_TASK TO COMPLETE_
Show all the lines in the data below that include the word "wooden".

(Beginning of RECORD EXTRACTS)

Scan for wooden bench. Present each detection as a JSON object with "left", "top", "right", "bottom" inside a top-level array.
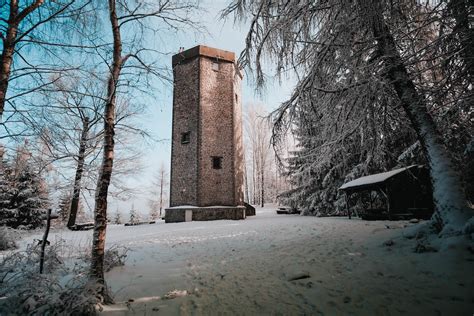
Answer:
[{"left": 70, "top": 222, "right": 95, "bottom": 231}]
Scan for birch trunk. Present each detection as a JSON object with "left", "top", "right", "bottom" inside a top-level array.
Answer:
[
  {"left": 67, "top": 117, "right": 89, "bottom": 228},
  {"left": 0, "top": 21, "right": 16, "bottom": 121},
  {"left": 0, "top": 0, "right": 44, "bottom": 121},
  {"left": 244, "top": 156, "right": 250, "bottom": 203},
  {"left": 364, "top": 2, "right": 473, "bottom": 234},
  {"left": 252, "top": 152, "right": 257, "bottom": 205},
  {"left": 260, "top": 166, "right": 264, "bottom": 207},
  {"left": 90, "top": 0, "right": 123, "bottom": 301}
]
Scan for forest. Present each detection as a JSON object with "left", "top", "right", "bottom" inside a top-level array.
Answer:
[
  {"left": 0, "top": 0, "right": 473, "bottom": 314},
  {"left": 226, "top": 0, "right": 473, "bottom": 233}
]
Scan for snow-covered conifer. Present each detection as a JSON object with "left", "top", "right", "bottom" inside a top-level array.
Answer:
[
  {"left": 0, "top": 159, "right": 14, "bottom": 226},
  {"left": 129, "top": 207, "right": 140, "bottom": 225},
  {"left": 57, "top": 191, "right": 72, "bottom": 223},
  {"left": 113, "top": 210, "right": 122, "bottom": 225},
  {"left": 9, "top": 164, "right": 49, "bottom": 229}
]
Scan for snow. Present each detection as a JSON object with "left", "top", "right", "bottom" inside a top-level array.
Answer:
[
  {"left": 339, "top": 165, "right": 419, "bottom": 190},
  {"left": 166, "top": 205, "right": 243, "bottom": 209},
  {"left": 7, "top": 205, "right": 474, "bottom": 315},
  {"left": 166, "top": 205, "right": 200, "bottom": 209}
]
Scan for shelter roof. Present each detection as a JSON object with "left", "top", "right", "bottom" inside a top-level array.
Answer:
[{"left": 339, "top": 165, "right": 420, "bottom": 192}]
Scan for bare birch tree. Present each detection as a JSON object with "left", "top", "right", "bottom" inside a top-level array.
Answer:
[
  {"left": 90, "top": 0, "right": 202, "bottom": 301},
  {"left": 32, "top": 75, "right": 104, "bottom": 228},
  {"left": 148, "top": 162, "right": 169, "bottom": 220},
  {"left": 244, "top": 103, "right": 272, "bottom": 207},
  {"left": 31, "top": 73, "right": 146, "bottom": 228}
]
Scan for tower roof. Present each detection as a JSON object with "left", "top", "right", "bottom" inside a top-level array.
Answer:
[{"left": 172, "top": 45, "right": 235, "bottom": 67}]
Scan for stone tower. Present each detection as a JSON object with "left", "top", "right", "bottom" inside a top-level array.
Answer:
[{"left": 165, "top": 45, "right": 245, "bottom": 223}]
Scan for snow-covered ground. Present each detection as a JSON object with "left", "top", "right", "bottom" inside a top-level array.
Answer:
[{"left": 14, "top": 205, "right": 474, "bottom": 315}]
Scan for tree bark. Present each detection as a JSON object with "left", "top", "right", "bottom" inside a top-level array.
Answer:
[
  {"left": 90, "top": 0, "right": 123, "bottom": 302},
  {"left": 260, "top": 166, "right": 264, "bottom": 207},
  {"left": 252, "top": 152, "right": 257, "bottom": 205},
  {"left": 0, "top": 0, "right": 44, "bottom": 121},
  {"left": 67, "top": 117, "right": 89, "bottom": 228},
  {"left": 244, "top": 156, "right": 250, "bottom": 203},
  {"left": 0, "top": 2, "right": 20, "bottom": 121},
  {"left": 159, "top": 171, "right": 164, "bottom": 217},
  {"left": 363, "top": 1, "right": 473, "bottom": 234}
]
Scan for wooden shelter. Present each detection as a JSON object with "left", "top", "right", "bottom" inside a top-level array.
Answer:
[{"left": 339, "top": 165, "right": 433, "bottom": 220}]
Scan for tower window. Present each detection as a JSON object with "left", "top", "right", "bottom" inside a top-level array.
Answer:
[
  {"left": 181, "top": 132, "right": 190, "bottom": 144},
  {"left": 212, "top": 156, "right": 223, "bottom": 169},
  {"left": 235, "top": 93, "right": 238, "bottom": 102},
  {"left": 212, "top": 62, "right": 219, "bottom": 71}
]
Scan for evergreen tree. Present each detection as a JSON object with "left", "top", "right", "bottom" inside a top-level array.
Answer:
[
  {"left": 0, "top": 147, "right": 49, "bottom": 229},
  {"left": 129, "top": 206, "right": 140, "bottom": 225},
  {"left": 113, "top": 209, "right": 122, "bottom": 225},
  {"left": 149, "top": 208, "right": 159, "bottom": 221},
  {"left": 8, "top": 164, "right": 49, "bottom": 229},
  {"left": 0, "top": 159, "right": 13, "bottom": 226},
  {"left": 279, "top": 98, "right": 422, "bottom": 216},
  {"left": 57, "top": 191, "right": 72, "bottom": 223},
  {"left": 226, "top": 0, "right": 473, "bottom": 233},
  {"left": 75, "top": 204, "right": 89, "bottom": 223}
]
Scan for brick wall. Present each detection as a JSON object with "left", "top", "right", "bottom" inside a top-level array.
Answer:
[
  {"left": 198, "top": 57, "right": 236, "bottom": 206},
  {"left": 169, "top": 58, "right": 200, "bottom": 206}
]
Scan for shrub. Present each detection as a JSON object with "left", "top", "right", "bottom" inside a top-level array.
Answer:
[
  {"left": 81, "top": 244, "right": 129, "bottom": 272},
  {"left": 0, "top": 226, "right": 17, "bottom": 251},
  {"left": 103, "top": 245, "right": 128, "bottom": 272},
  {"left": 0, "top": 240, "right": 100, "bottom": 315}
]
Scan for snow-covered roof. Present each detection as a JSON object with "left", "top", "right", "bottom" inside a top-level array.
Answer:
[{"left": 339, "top": 165, "right": 419, "bottom": 191}]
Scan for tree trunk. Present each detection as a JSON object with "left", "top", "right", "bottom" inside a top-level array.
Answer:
[
  {"left": 0, "top": 4, "right": 19, "bottom": 121},
  {"left": 364, "top": 1, "right": 473, "bottom": 234},
  {"left": 244, "top": 156, "right": 250, "bottom": 203},
  {"left": 159, "top": 173, "right": 163, "bottom": 217},
  {"left": 252, "top": 153, "right": 257, "bottom": 205},
  {"left": 0, "top": 0, "right": 44, "bottom": 121},
  {"left": 90, "top": 0, "right": 123, "bottom": 302},
  {"left": 260, "top": 166, "right": 264, "bottom": 207},
  {"left": 67, "top": 117, "right": 89, "bottom": 228}
]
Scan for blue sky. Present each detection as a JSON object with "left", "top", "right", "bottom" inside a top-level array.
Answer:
[{"left": 111, "top": 1, "right": 296, "bottom": 215}]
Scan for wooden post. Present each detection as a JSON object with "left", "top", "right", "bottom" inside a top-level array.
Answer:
[
  {"left": 387, "top": 187, "right": 391, "bottom": 221},
  {"left": 40, "top": 208, "right": 52, "bottom": 274},
  {"left": 379, "top": 187, "right": 390, "bottom": 220},
  {"left": 369, "top": 190, "right": 373, "bottom": 210},
  {"left": 345, "top": 192, "right": 351, "bottom": 219}
]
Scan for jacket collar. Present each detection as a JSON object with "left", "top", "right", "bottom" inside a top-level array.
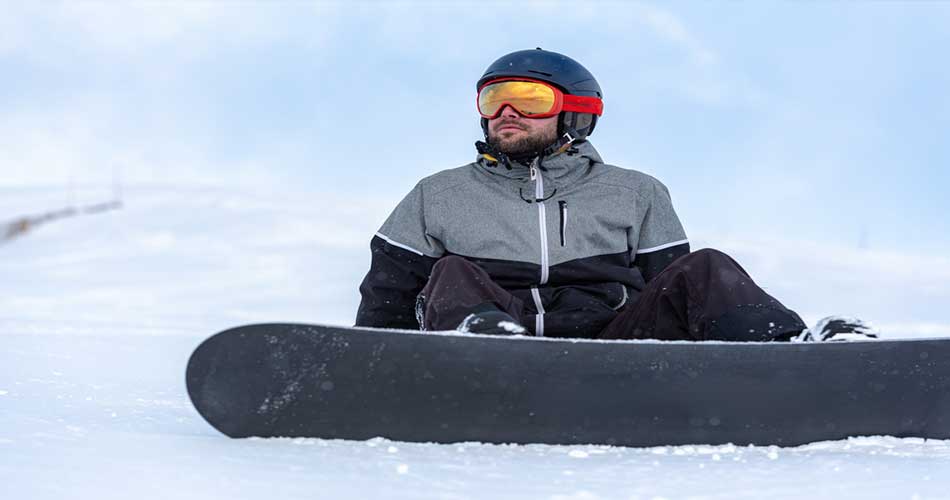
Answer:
[{"left": 475, "top": 140, "right": 603, "bottom": 185}]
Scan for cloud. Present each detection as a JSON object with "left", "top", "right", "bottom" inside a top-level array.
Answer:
[
  {"left": 634, "top": 3, "right": 719, "bottom": 67},
  {"left": 1, "top": 2, "right": 733, "bottom": 191},
  {"left": 0, "top": 3, "right": 350, "bottom": 189},
  {"left": 2, "top": 2, "right": 338, "bottom": 56},
  {"left": 0, "top": 94, "right": 298, "bottom": 191},
  {"left": 54, "top": 2, "right": 225, "bottom": 53}
]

(End of RECORD EXTRACTS)

_SOLUTION TO THIS EXERCISE_
Scan for wooden bench. Present each detection as a JSON object with "left", "top", "right", "bottom" inside a top-level array.
Scan for wooden shelter. Present each detection as a JSON object with "left", "top", "right", "bottom" inside a top-level array.
Scan for wooden post. Present each detection as a JSON object with "left", "top", "right", "bottom" inside a top-level array.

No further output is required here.